§ DIRECTIONS FOR THIS TASK
Show every line from the data below that includes "tape".

§ Referring expression data
--- --- ---

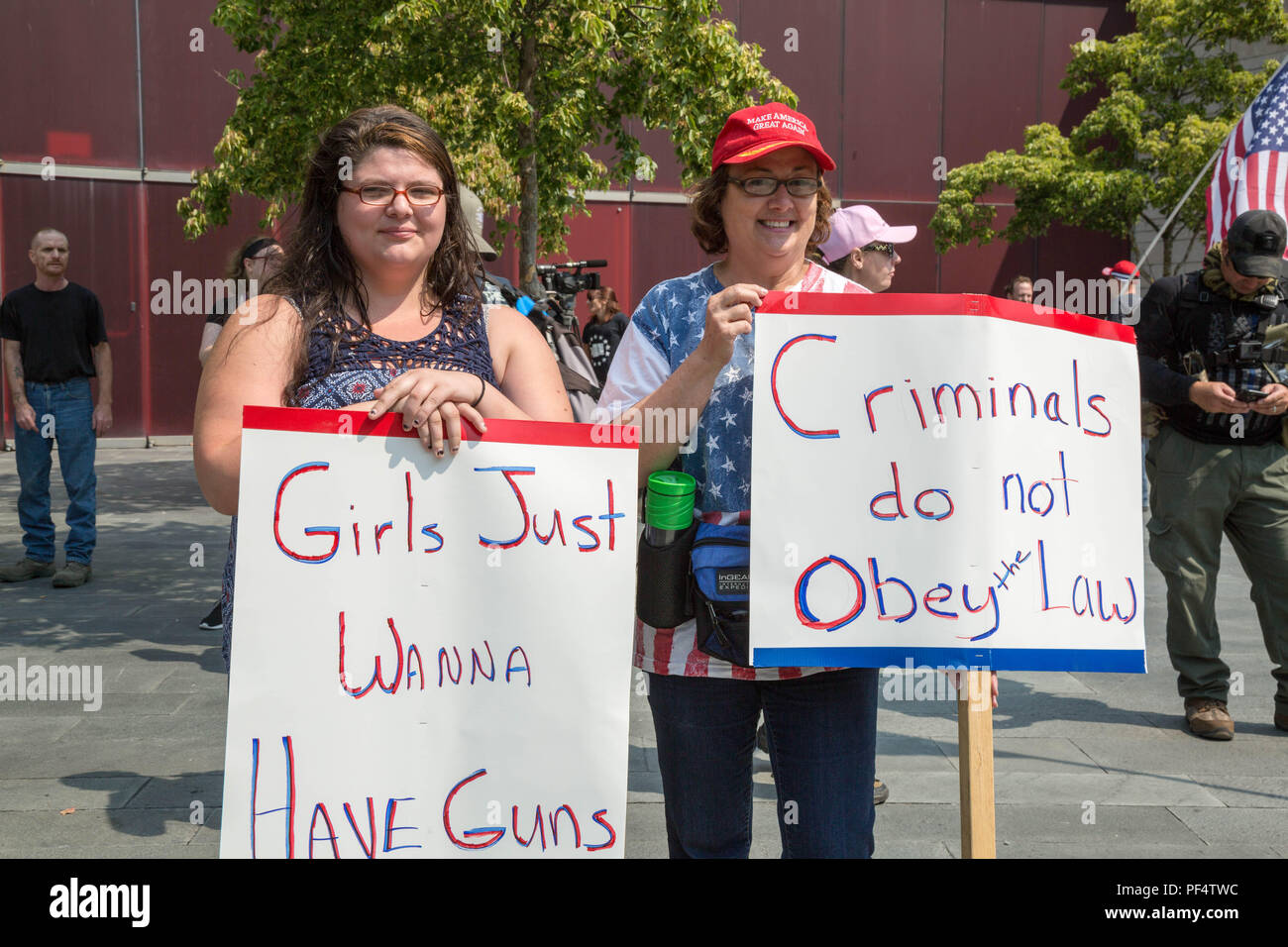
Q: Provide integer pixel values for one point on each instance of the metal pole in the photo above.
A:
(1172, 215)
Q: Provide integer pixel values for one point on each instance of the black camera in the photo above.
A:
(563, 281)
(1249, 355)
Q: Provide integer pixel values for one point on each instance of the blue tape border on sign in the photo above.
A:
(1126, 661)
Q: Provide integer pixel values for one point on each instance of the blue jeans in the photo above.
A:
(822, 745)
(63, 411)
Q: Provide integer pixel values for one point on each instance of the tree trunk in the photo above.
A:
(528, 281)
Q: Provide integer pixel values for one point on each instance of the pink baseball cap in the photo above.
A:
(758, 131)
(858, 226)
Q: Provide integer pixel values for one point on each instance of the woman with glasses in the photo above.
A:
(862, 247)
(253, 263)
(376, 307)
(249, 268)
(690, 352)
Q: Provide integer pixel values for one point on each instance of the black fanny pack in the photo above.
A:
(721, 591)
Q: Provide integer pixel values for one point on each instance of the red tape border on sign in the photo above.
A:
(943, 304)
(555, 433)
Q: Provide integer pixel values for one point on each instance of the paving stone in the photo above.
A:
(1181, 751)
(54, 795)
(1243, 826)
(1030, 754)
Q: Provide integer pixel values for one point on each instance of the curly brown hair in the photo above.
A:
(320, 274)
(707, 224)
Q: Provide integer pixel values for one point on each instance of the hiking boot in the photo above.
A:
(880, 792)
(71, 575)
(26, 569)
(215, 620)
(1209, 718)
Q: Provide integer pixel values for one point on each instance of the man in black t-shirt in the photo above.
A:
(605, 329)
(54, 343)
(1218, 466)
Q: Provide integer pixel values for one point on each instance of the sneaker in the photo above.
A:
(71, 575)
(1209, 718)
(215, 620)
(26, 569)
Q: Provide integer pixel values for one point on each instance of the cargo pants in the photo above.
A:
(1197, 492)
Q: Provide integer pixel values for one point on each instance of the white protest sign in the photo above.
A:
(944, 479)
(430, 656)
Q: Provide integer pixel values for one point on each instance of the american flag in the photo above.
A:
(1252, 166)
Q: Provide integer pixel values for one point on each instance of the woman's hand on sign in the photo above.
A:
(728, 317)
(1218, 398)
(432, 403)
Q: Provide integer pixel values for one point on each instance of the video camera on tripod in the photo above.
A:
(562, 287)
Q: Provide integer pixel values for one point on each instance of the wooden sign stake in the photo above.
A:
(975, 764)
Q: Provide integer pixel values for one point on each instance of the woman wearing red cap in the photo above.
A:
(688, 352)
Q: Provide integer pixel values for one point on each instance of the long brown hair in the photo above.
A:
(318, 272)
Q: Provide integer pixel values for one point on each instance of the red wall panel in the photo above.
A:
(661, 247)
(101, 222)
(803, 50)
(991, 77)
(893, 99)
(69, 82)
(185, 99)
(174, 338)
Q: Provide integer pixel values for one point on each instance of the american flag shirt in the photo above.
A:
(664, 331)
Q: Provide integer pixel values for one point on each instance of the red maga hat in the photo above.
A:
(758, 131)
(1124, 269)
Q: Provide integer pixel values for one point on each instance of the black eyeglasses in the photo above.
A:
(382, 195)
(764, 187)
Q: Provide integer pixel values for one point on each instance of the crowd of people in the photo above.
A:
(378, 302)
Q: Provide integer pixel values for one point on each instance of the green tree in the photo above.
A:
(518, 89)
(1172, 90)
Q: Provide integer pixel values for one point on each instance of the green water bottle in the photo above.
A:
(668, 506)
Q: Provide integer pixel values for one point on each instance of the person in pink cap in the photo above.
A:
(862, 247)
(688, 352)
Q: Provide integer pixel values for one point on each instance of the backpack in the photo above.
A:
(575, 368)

--- --- ---

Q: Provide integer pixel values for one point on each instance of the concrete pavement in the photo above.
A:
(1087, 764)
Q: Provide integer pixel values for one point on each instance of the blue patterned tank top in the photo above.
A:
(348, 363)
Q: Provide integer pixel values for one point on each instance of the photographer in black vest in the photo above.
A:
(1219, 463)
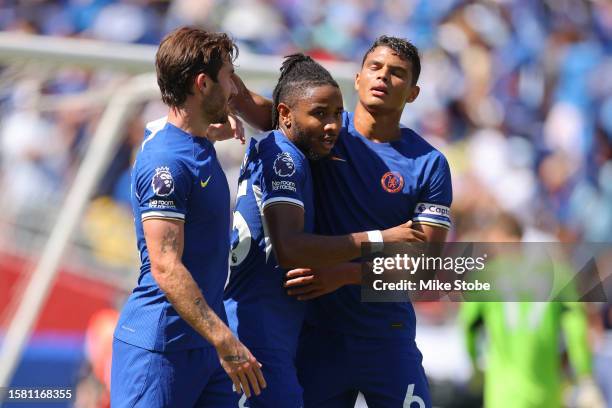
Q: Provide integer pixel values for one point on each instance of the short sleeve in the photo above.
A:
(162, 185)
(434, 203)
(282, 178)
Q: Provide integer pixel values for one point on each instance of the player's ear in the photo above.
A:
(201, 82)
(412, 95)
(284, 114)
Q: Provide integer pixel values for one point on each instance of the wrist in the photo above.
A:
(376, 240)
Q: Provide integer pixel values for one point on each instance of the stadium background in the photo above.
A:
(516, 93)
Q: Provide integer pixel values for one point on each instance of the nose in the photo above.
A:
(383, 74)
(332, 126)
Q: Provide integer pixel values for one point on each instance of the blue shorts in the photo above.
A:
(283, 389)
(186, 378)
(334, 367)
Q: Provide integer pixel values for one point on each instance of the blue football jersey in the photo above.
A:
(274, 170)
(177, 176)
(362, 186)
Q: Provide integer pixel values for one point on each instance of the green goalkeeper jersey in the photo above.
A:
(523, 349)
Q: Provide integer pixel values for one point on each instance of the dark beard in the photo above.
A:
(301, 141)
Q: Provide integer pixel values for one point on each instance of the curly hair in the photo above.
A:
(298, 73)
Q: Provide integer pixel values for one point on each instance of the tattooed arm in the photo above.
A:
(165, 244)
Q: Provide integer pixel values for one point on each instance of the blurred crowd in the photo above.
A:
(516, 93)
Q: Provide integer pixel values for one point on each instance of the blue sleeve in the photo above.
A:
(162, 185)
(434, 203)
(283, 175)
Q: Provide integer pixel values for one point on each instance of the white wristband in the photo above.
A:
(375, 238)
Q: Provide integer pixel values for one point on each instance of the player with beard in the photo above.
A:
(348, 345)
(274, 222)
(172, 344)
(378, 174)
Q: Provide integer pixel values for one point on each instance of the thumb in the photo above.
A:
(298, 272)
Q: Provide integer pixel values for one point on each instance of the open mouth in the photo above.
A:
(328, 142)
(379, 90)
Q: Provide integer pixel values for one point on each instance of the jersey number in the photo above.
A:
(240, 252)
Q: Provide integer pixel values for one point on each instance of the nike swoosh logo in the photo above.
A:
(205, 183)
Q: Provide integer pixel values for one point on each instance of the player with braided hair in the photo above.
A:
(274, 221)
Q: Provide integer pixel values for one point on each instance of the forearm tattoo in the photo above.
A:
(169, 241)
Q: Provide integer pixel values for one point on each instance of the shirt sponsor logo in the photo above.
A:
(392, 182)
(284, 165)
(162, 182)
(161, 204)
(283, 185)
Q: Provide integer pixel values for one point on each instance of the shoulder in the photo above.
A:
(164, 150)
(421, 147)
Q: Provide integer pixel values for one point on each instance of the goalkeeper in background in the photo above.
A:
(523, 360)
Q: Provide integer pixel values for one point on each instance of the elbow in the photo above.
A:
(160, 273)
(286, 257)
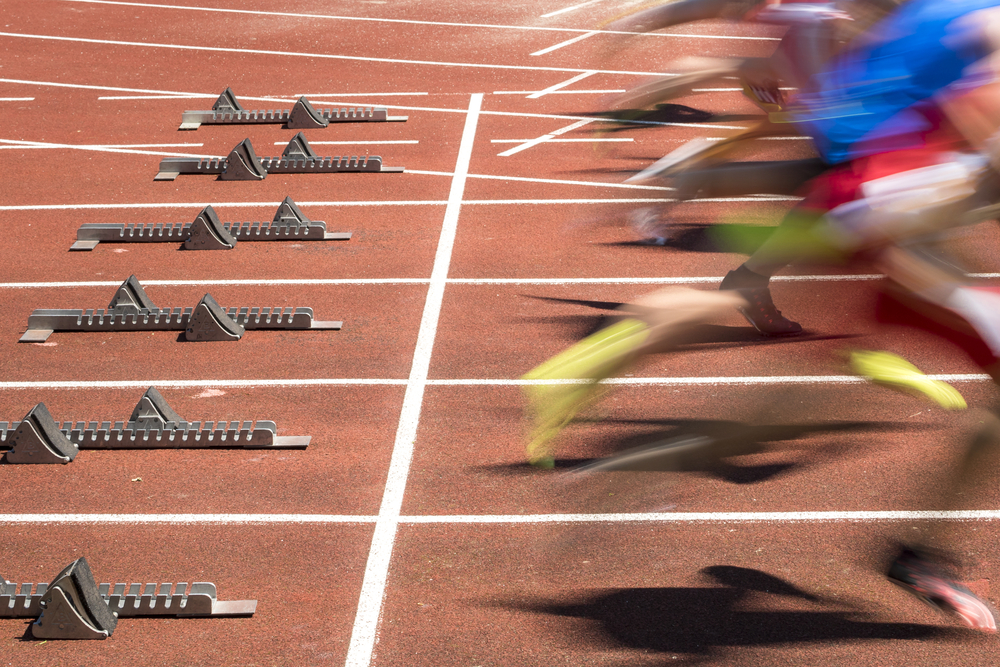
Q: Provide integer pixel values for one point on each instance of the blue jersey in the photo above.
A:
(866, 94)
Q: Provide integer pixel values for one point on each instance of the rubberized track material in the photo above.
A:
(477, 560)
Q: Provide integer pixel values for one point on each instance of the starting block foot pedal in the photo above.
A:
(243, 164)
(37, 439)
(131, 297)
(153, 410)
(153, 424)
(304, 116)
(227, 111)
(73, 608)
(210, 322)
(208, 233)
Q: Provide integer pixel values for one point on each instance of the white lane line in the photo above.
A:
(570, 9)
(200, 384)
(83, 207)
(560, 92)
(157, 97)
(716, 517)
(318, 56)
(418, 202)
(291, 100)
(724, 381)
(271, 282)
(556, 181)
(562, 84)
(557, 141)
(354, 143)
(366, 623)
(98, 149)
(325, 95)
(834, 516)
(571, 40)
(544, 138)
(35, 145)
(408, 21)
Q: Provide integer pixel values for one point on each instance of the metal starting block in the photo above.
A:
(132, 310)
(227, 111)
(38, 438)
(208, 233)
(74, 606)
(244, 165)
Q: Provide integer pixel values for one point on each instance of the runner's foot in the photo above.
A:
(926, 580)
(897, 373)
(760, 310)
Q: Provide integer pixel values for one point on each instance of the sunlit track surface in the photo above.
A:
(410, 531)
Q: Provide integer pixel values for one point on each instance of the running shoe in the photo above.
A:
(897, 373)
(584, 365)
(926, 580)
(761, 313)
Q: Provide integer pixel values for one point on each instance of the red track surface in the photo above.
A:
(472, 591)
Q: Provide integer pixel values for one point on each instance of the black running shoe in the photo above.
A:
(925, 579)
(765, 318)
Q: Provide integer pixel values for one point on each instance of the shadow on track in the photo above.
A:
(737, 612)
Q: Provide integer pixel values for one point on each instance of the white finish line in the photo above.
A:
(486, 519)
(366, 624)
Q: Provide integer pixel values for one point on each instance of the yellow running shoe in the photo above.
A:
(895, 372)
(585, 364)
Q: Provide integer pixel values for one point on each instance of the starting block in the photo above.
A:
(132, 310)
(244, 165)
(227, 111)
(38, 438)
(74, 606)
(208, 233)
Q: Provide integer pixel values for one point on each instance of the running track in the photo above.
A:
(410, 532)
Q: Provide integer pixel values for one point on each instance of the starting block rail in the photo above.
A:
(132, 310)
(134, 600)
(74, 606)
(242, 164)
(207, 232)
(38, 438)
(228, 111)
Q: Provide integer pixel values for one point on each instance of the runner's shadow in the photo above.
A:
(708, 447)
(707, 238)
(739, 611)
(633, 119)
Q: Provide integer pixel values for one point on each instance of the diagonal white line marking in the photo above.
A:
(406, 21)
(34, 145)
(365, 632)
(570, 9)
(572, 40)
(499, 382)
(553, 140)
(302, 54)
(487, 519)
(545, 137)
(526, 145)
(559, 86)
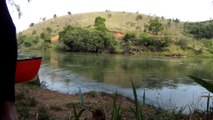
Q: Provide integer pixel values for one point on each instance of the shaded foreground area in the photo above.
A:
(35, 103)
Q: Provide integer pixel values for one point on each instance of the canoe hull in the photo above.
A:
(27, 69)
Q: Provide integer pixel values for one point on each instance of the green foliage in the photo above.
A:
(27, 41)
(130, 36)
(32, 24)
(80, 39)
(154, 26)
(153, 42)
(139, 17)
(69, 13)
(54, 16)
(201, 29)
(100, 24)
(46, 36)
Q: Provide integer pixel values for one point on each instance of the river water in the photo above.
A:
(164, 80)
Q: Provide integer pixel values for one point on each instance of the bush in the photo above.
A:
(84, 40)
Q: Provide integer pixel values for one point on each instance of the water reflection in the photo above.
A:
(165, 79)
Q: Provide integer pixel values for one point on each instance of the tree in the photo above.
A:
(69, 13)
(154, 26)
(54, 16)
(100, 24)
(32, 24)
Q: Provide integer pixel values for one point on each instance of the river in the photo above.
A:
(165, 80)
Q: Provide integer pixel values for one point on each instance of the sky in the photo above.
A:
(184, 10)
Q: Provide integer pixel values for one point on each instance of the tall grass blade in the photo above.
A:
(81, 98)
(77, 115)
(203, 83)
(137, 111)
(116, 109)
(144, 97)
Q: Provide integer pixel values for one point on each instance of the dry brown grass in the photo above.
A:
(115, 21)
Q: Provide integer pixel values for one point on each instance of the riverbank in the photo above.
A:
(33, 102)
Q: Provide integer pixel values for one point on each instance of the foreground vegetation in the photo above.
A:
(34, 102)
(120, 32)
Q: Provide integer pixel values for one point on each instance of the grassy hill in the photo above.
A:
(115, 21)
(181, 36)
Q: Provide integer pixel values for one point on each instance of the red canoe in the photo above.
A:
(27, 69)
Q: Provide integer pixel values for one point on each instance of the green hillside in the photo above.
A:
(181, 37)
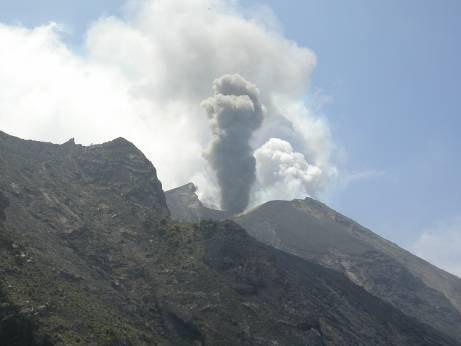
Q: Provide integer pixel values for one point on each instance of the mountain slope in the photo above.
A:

--- --- ---

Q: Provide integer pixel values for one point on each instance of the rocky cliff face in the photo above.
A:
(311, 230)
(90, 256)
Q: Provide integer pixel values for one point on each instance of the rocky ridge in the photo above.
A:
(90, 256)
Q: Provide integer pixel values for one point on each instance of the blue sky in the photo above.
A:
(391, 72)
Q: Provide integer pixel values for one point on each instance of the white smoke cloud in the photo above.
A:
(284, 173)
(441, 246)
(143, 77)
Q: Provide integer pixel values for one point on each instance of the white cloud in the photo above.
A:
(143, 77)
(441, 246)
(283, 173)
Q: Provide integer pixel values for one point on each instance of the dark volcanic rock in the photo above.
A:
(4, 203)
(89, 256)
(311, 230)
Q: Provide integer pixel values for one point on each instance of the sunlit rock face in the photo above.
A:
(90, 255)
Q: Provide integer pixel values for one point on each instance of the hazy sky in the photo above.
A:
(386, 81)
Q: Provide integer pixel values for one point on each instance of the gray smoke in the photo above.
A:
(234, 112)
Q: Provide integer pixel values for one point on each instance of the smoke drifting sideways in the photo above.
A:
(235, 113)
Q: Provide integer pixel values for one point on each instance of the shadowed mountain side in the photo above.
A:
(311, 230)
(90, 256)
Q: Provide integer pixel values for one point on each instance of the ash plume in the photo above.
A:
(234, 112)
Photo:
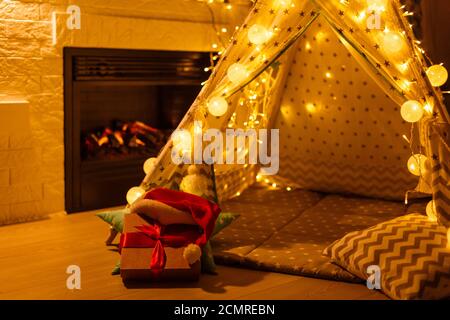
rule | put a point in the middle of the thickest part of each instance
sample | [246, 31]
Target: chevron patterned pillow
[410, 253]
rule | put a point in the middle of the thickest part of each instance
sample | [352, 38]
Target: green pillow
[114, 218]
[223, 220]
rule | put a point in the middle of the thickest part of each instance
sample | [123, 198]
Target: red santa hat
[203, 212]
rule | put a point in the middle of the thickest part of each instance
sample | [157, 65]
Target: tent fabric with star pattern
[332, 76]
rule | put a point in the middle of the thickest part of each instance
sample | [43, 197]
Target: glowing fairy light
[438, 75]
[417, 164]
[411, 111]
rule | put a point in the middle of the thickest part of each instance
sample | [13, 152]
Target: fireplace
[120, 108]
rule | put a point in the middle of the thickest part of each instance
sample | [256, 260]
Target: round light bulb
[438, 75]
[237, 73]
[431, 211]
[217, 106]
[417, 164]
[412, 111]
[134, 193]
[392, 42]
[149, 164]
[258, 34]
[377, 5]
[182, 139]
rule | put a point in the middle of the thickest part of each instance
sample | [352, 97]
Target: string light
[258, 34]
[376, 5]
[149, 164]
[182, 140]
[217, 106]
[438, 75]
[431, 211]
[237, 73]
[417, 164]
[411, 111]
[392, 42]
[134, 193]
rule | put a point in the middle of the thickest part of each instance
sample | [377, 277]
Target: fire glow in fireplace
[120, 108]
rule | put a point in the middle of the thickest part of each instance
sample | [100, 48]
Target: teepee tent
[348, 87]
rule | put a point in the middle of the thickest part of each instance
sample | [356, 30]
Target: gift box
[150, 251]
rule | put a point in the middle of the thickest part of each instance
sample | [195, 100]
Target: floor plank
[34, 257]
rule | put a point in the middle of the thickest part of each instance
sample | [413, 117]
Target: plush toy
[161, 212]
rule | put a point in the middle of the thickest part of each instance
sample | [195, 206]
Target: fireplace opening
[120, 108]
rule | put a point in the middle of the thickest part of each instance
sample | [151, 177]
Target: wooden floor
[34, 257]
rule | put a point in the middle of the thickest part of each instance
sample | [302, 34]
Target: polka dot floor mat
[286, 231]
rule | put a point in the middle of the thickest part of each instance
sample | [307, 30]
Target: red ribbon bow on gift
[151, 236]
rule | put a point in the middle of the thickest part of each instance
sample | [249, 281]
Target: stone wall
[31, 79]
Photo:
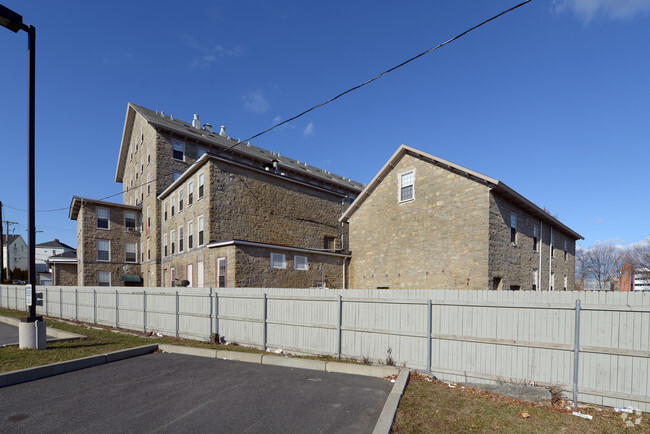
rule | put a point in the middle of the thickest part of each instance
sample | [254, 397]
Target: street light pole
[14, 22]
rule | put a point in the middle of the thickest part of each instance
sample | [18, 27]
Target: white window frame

--- --- ---

§ OUTPUT FOR THIS EXERCISE
Q: Provide integer pixel values for one point on each instance of the blue tape border on sign in the photo above.
Q: Provide integer pixel values for one point on each instance of the red tape border on sign in the photo above.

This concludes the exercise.